### INPUT

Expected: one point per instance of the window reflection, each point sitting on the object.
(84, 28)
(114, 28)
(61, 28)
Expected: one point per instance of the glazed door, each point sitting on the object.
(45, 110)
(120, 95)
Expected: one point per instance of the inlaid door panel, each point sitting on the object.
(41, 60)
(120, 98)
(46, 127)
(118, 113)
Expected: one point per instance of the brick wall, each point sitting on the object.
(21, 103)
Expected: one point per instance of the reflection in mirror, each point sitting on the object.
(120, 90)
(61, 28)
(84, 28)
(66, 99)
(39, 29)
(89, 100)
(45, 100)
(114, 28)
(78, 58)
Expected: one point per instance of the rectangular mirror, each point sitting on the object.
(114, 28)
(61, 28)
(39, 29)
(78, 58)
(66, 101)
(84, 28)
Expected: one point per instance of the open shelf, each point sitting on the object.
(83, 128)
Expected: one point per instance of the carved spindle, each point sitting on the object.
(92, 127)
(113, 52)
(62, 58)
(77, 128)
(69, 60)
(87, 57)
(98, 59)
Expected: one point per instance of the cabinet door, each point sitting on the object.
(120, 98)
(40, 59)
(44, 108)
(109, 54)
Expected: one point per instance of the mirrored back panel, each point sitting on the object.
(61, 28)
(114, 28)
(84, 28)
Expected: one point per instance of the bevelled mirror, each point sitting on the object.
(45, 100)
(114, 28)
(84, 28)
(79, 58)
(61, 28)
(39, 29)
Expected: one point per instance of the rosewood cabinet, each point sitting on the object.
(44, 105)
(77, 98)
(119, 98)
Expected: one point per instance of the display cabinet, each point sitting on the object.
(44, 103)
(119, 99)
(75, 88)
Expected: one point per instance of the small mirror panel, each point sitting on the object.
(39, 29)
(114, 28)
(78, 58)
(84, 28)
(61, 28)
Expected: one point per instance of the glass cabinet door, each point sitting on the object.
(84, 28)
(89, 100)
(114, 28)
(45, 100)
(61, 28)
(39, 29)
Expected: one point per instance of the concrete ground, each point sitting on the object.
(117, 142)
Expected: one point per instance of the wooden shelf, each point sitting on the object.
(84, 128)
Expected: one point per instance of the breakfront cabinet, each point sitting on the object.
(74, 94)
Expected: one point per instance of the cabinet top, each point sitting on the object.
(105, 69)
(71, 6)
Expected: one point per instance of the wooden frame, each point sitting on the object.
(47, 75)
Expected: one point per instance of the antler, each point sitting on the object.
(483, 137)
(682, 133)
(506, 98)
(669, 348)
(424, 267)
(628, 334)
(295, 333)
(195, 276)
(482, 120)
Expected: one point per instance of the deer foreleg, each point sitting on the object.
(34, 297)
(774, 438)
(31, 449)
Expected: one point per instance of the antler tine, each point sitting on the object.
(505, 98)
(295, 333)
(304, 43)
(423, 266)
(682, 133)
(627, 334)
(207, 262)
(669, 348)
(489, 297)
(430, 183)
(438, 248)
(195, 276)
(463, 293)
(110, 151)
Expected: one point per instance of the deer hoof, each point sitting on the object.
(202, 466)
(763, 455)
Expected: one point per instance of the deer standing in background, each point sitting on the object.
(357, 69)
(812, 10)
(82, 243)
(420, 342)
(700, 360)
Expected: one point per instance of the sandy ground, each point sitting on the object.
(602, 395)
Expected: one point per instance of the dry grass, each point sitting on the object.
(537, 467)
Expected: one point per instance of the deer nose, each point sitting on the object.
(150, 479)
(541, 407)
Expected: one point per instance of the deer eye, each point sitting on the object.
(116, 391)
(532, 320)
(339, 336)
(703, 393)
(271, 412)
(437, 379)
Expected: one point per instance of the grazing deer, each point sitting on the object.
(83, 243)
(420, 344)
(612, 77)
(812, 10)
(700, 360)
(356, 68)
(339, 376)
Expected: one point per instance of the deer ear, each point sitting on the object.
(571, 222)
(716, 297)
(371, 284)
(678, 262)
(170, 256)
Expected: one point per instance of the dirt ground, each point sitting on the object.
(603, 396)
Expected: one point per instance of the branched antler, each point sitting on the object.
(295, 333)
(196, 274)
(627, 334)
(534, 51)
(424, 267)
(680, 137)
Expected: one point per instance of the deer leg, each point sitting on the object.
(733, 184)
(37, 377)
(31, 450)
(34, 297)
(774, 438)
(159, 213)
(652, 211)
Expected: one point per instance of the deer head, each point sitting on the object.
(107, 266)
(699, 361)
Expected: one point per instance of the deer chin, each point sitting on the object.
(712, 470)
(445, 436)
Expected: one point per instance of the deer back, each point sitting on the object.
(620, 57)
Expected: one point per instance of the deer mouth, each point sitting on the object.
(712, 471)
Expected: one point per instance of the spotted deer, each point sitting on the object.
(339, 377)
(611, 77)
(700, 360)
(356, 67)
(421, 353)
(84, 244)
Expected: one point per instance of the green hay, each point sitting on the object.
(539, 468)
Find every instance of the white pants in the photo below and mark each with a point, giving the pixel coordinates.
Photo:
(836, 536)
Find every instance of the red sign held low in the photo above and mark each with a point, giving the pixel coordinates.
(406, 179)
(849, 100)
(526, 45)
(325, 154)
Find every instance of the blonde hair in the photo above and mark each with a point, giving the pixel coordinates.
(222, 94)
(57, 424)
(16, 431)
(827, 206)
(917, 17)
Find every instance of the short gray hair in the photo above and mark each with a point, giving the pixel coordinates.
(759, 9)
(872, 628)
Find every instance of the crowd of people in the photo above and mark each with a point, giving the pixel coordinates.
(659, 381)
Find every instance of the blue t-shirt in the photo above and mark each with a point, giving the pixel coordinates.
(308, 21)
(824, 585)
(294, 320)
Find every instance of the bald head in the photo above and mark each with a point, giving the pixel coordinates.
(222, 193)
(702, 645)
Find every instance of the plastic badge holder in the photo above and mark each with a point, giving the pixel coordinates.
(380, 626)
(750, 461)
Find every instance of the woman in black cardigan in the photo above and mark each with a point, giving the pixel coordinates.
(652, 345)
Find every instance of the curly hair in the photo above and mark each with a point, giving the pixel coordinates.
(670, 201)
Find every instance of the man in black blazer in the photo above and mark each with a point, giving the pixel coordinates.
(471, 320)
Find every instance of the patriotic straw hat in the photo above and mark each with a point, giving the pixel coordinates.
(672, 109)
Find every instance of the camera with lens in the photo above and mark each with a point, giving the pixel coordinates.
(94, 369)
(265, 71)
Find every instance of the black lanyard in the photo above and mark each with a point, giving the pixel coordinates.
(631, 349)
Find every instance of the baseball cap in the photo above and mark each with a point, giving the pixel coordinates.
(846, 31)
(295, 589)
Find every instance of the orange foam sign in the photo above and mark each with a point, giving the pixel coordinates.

######

- WHAT YOU NEED TO DO
Restate the entries above word for word.

- YOUR RESPONSE
Expected: one point per instance of the window reflection, each point sitting on the object.
(84, 28)
(114, 28)
(61, 28)
Expected: one point per instance of the glazed door, each point sitting on the object.
(45, 110)
(120, 95)
Expected: one point per instance of the inlaid door panel, each point sitting on the object.
(41, 60)
(120, 98)
(46, 127)
(118, 113)
Expected: one point per instance of the brick wall, each point sitting on the object.
(21, 103)
Expected: one point per instance of the reflection in mirror, each point sitting on the object.
(120, 90)
(61, 28)
(84, 28)
(66, 99)
(39, 29)
(89, 100)
(45, 100)
(114, 28)
(78, 58)
Expected: one point per instance of the rectangular mirror, each point sitting on the object.
(114, 28)
(61, 28)
(39, 29)
(78, 58)
(66, 101)
(84, 28)
Expected: one point per instance of the open shelf, each point sitting on the object.
(83, 128)
Expected: one point per instance of the carved spindle, each point sitting on the object.
(92, 127)
(113, 52)
(62, 58)
(77, 128)
(69, 60)
(87, 57)
(98, 59)
Expected: one point per instance of the cabinet door, each point sitting on the object.
(120, 98)
(40, 59)
(44, 108)
(109, 54)
Expected: one point per instance of the mirrored back panel, each point sitting on the object.
(61, 28)
(114, 28)
(84, 28)
Expected: one point per instance of the bevelled mirror, each point sitting on the object.
(45, 100)
(114, 28)
(84, 28)
(79, 58)
(61, 28)
(39, 29)
Expected: one point per instance of the rosewood cabinet, each point sitting on the object.
(44, 105)
(77, 98)
(119, 98)
Expected: one point per instance of the display cabinet, each point sitting on the object.
(44, 103)
(119, 99)
(75, 88)
Expected: one point per instance of the small mirror panel, each point sitting on the object.
(39, 29)
(114, 28)
(78, 58)
(84, 28)
(61, 28)
Expected: one point per instance of the glass cabinet door, each point sitting on the object.
(84, 28)
(89, 100)
(114, 28)
(45, 100)
(61, 28)
(39, 29)
Expected: one point per instance of the concrete ground, each point sitting on the object.
(117, 142)
Expected: one point per instance of the wooden shelf, each point sitting on the object.
(84, 128)
Expected: one point per instance of the breakfront cabinet, each point sitting on the object.
(74, 94)
Expected: one point per instance of the cabinet top, each point sitting on the object.
(105, 69)
(71, 6)
Expected: one point per instance of the wooden frame, each point sitting on the object.
(47, 75)
Expected: one point per instance of the antler, each point sitting on the object.
(483, 137)
(682, 133)
(506, 98)
(669, 348)
(424, 267)
(628, 334)
(295, 333)
(195, 276)
(482, 120)
Expected: one point per instance of the deer foreleg, each point sitting on the object.
(34, 297)
(774, 438)
(31, 449)
Expected: one point per instance of the antler tine, each point sitting on the object.
(505, 98)
(295, 333)
(304, 43)
(423, 266)
(682, 133)
(627, 334)
(207, 262)
(669, 348)
(489, 297)
(430, 183)
(438, 248)
(195, 276)
(463, 293)
(110, 151)
Expected: one point per instance of the deer hoof, each point sitting on the object.
(202, 466)
(763, 455)
Expected: one point per instance of the deer standing in background, each point sitting on the object.
(357, 69)
(812, 10)
(82, 243)
(420, 342)
(700, 360)
Expected: one point per instance of the sandy ground, each point sitting on the object.
(602, 395)
Expected: one point per instance of the dry grass, each point sitting on the object.
(537, 467)
Expected: one point per instance of the deer nose, each point sitting on the object.
(150, 479)
(541, 407)
Expected: one point per instance of the deer eye, each point sitting on the object.
(116, 391)
(532, 320)
(339, 336)
(703, 393)
(271, 412)
(437, 379)
Expected: one point per instance of the grazing deer, each point sitting on the object.
(83, 243)
(420, 344)
(612, 77)
(812, 10)
(700, 360)
(356, 68)
(339, 376)
Expected: one point per instance of the deer ear, each point sitting on the object.
(571, 222)
(716, 297)
(371, 284)
(678, 262)
(170, 256)
Expected: one point per instance of the dirt ground, each point sitting on the object.
(603, 396)
Expected: one point per instance of the branched antler, each point sitting on the object.
(295, 333)
(196, 274)
(627, 334)
(534, 51)
(424, 267)
(680, 137)
Expected: one point per instance of the deer leg, each point sitting on the object.
(733, 184)
(37, 377)
(31, 450)
(34, 297)
(774, 438)
(159, 213)
(652, 211)
Expected: one point per instance of the deer head, each point sitting on the object.
(107, 266)
(699, 361)
Expected: one point per instance of the deer chin, each point sitting on the object.
(712, 470)
(445, 436)
Expected: one point per instance of the deer back, each point sitting on the object.
(620, 57)
Expected: one point per instance of the deer mouth, each point sitting on the object.
(712, 471)
Expected: one point per instance of the spotted deer, each point sitting on the object.
(339, 377)
(611, 77)
(700, 360)
(356, 67)
(421, 353)
(84, 244)
Expected: one point per instance of the green hay, each point sitting on the object.
(539, 468)
Find every instance of the white pants in the photo below and mark each with a point, giving the pixel coordinates.
Photo:
(836, 536)
Find every instance of the red sign held low in the photo above and mark each with a point, giving the pixel coordinates.
(406, 179)
(849, 100)
(526, 45)
(325, 154)
Find every instance of the blonde hair in the photo above and mark each with a point, giving the pixel coordinates.
(222, 94)
(57, 424)
(16, 431)
(827, 206)
(917, 17)
Find every instance of the short gray hair in the photo above and mark each with a point, giving the pixel coordinates.
(759, 9)
(872, 628)
Find every instance of the crowd of people in the photo above and mark each with a point, giving the pixel coordinates.
(659, 381)
Find every instance of the blue t-shirt in the photo above and mark each with a point, giving the pixel coordinates.
(308, 21)
(824, 585)
(294, 320)
Find every instance of the bald head in the photo above and mark each with a point, giving the pixel coordinates.
(222, 193)
(702, 645)
Find every instance of the plastic badge holder in the photo above and mark each with a point, giving the pixel coordinates.
(380, 626)
(750, 461)
Find every instance of the woman in black cardigan in the photo above and mark each with a point, giving the pixel coordinates.
(652, 345)
Find every instance of the curly hair in the photo above and mark each with a point, giving the pixel coordinates.
(670, 201)
Find every instance of the man in black blazer in the photo above and mark each with a point, giving the pixel coordinates.
(471, 320)
Find every instance of the patriotic straw hat in the photo above and mark each with a point, giving the pixel coordinates.
(672, 109)
Find every instance of the camera with lens in the photo above and mark each with a point, giving the pixel coordinates.
(94, 369)
(265, 71)
Find every instance of the black lanyard in the photo above and mark each with a point, giving the pixel coordinates.
(631, 349)
Find every instance of the baseball cap in the photo above and mark each with a point, giving the pixel coordinates.
(846, 31)
(295, 589)
Find every instance of the orange foam sign in the photo above and mark each with a point, giving the pixel coordinates.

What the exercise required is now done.